> _TAREFAS_:
[a] Responda com base na reportagem sobre Nova Lima:
(i) Por quanto tempo Gilberto da Silva Teixeira morou no exterior?
(ii) A que distância da mina ele diz morar?
(iii) Em que data a mina de Capão Xavier entrou em operação?
[b] Traduza para o inglês esta frase da reportagem sobre Nova Lima: "O clima ameno do local, cercado por serras, ajudaria também no tratamento da bronquite asmática de seu filho Felipe, então adolescente."
[c] Prossiga com a reportagem sobre Nova Lima a partir da última frase apresentada.

> _TEXTO FORNECIDO_:
Nova Lima tem muito ferro e pouco sossego

A reserva que a Vale poder ser forçada a vender provoca êxodo e danos ambientais

 

MINERAÇÃO    Eduardo Kattah  NOVA LIMA

Depois de passar cerca de dez anos morando no exterior, dando aulas de português e fazendo serviços de pintor e pedreiro, Gilberto da Silva Teixeira, 48 anos, decidiu, no início da década de 90, retornar ao Brasil. O hoje empresário mineiro do ramo imobiliário não queria voltar a viver em Belo Horizonte e, atrás de 'mais qualidade de vida', resolveu construir uma casa na cidade de Nova Lima, região metropolitana da capital. O clima ameno do local, cercado por serras, ajudaria também no tratamento da bronquite asmática de seu filho Felipe, então adolescente. Mas desde junho do ano passado, Teixeira passou a conviver com um vizinho bastante indesejável. 'Moro a 150 metros da encrenca', reclama.
A 'encrenca' a que ele se refere é a mina de Capão Xavier, da Minerações Brasileiras Reunidas (MBR), controlada pela Companhia Vale do Rio Doce (CVRD) por meio da participação no Grupo Caemi. Após uma longa batalha pelo licenciamento ambiental, a mina - com reservas de 173 milhões de toneladas de minério de ferro - entrou em operação no dia 16 de junho de 2004.

> _TRECHO DOS DADOS_:
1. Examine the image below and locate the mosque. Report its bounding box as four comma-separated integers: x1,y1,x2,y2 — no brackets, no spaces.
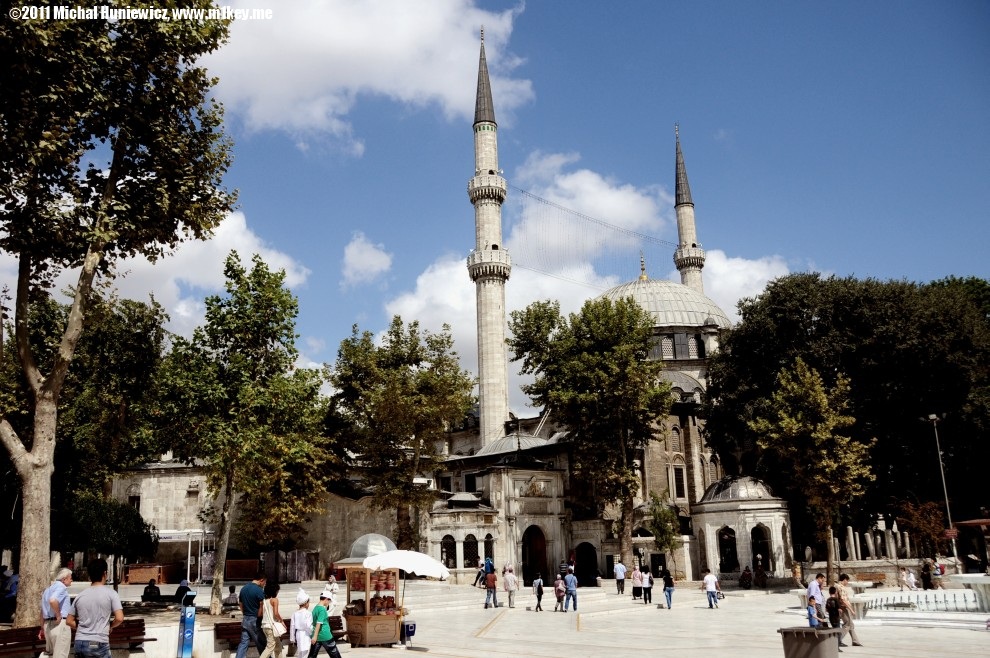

> _RESPOSTAS POR TAREFA_:
[a]
(i) Cerca de dez anos.
(ii) A 150 metros.
(iii) Em 16 de junho de 2004.

[b] The mild climate of the place, surrounded by mountain ranges, would also help in treating the asthmatic bronchitis of his son Felipe, then a teenager.

[c]
Um dos ativos da mina está avaliado de US$ 250 milhões a US$ 300 milhões

Um dos ativos (avaliado pelo mercado entre US$ 250 milhões e US$ 300 milhões) cuja venda foi sugerida no parecer da Secretaria de Direito Econômico (SDE), em avaliação pelo Conselho Administrativo de Defesa Econômica (Cade) - como parte da queda-de-braço entre a Vale e as siderúrgicas nos órgãos de defesa da concorrência -, o empreendimento, desde sua fase inicial, é marcado pela discórdia e pela polêmica.
Vários moradores do bairro Jardim Canadá já se mudaram do local desde o início das operações. Teixeira já pensa em vender sua casa e também procurar outro lugar para morar.
Mas a repercussão da atividade minerária na região habitacional não é considerada a mais importante, nem a que mais chama a atenção.
Localizada em uma área de mananciais, Capão Xavier é alvo de contestações judiciais.
Além disso, no início do mês passado, uma comissão parlamentar de inquérito (CPI) foi instalada na Assembléia Legislativa de Minas Gerais para apurar a regularidade dos processos de licenciamento prévio, instalação e operação das atividades da MBR no Estado e o julgamento dos recursos dos autos de infração atribuídos à mineradora.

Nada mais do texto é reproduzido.